----- Texto de origen

Dicho esto, si lo que está sucediendo en Ucrania va a ser
interpretado por los protagonistas como el choque de dos grandes civilizaciones
en un momento en que Occidente asiste a su propia descomposición
civilizacional, es evidente que no vienen buenos tiempos y esto nos conecta con
el segundo punto que me interesaba mencionar. Éste tiene que ver con el papel
de los líderes y las dirigencias políticas. Y aquí es necesario unir el
conflicto en Ucrania con la gestión de la pandemia porque su cercanía temporal
puede conectar lo que no tiene conexión. En otras palabras, a la cultura de la
queja, la indignación y la antipolítica propia de estos tiempos, Occidente y,
probablemente el mundo entero al mismo tiempo como nunca en la historia, fue
testigo de la incapacidad de las elites gobernantes a todo nivel para enfrentar
una crisis como la que generó la pandemia. La generalización es injusta y es
necesario advertir que también ha sido inédito el modo en que “el mundo” logró
más o menos organizarse para encontrar una solución como las vacunas en tiempo
récord; sin embargo, si hay algo que pareció ser común y atravesar a los
gobiernos y a organismos internacionales, es un nivel de improvisación y
marchas y contramarchas que no pueden explicarse solo por la propia dinámica
del virus. El grado de experimentación social que rodeó el episodio covid19
apoyado, sin dudas, por una prensa cada vez más patética y cómplice, excedió
ampliamente la obligación de los gobiernos en relación a la protección de la
vida. El hecho existió, millones de familias han llorado a sus muertos y
millones de sobrevivientes quisieran no volver a pasar por lo que pasaron pero
al mismo tiempo se evidenció que los tiempos de la biología, más allá del
detalle de la aparición de la vacuna, tuvieron que acomodarse a las necesidades
políticas. Para que se entienda bien, no hace falta caer en las delirantes
conspiraciones de los antivacunas o ser un militante contra los pases sanitarios
para aceptar que lo biológico puede y, de hecho, coexiste con lo político,
incluso con lo estrictamente electoral y con las necesidades económicas. Los
lectores podrán listar las excepciones y las administraciones que se han
manejado con responsabilidad y coherencia pero, en general, el episodio de la
pandemia agudizó más la fractura entre ciudadanos y elites dirigenciales.

----------

Ejercicios para resolver ->
[1] Traduce al inglés esta oración del texto sobre Ucrania y la pandemia: "Los lectores podrán listar las excepciones y las administraciones que se han manejado con responsabilidad y coherencia pero, en general, el episodio de la pandemia agudizó más la fractura entre ciudadanos y elites dirigenciales."
[2] Responde según el texto sobre Ucrania y la pandemia:
(a) ¿Qué solución logró encontrar "el mundo" en tiempo récord?
(b) ¿Con qué dos adjetivos se describe a la prensa que apoyó la experimentación social en torno al covid19?
(c) ¿A qué tuvieron que acomodarse los tiempos de la biología?
El listado no hace falta para nada de lo que se pide.

----- Datos siguientes

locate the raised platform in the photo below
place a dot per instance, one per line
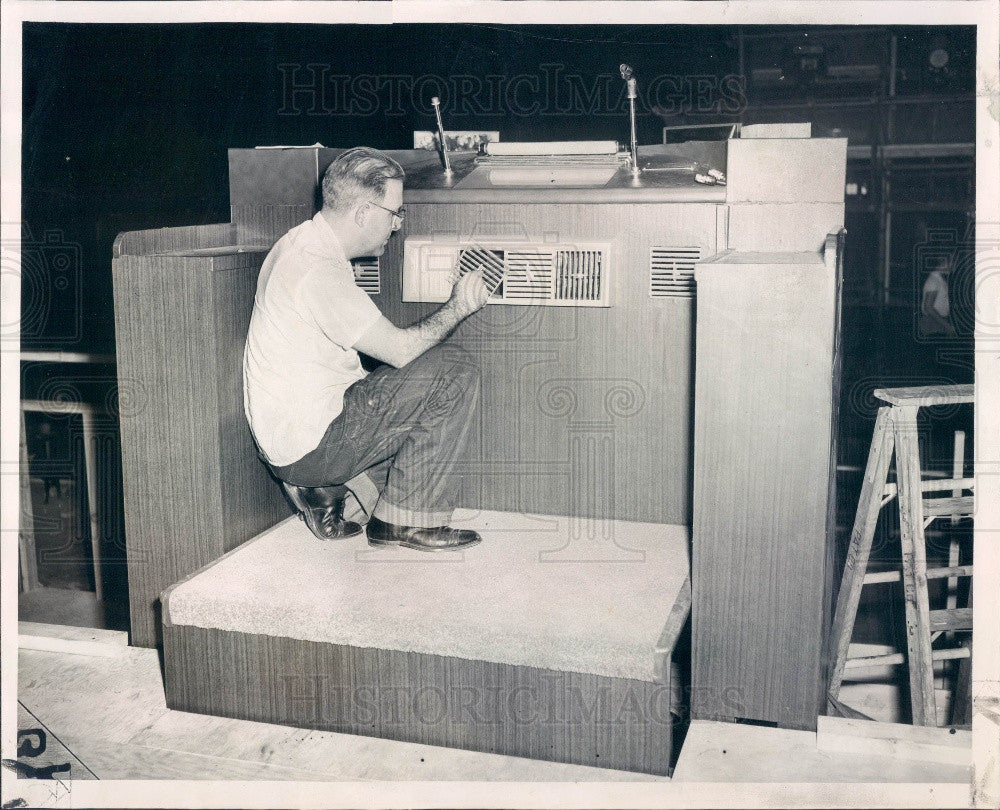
(551, 639)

----------

Respuestas por ejercicio ->
[1] Readers will be able to list the exceptions and the administrations that have acted with responsibility and consistency, but, in general, the pandemic episode further deepened the rift between citizens and leadership elites.

[2]
(a) Las vacunas.
(b) Patética y cómplice ("cada vez más patética y cómplice").
(c) A las necesidades políticas.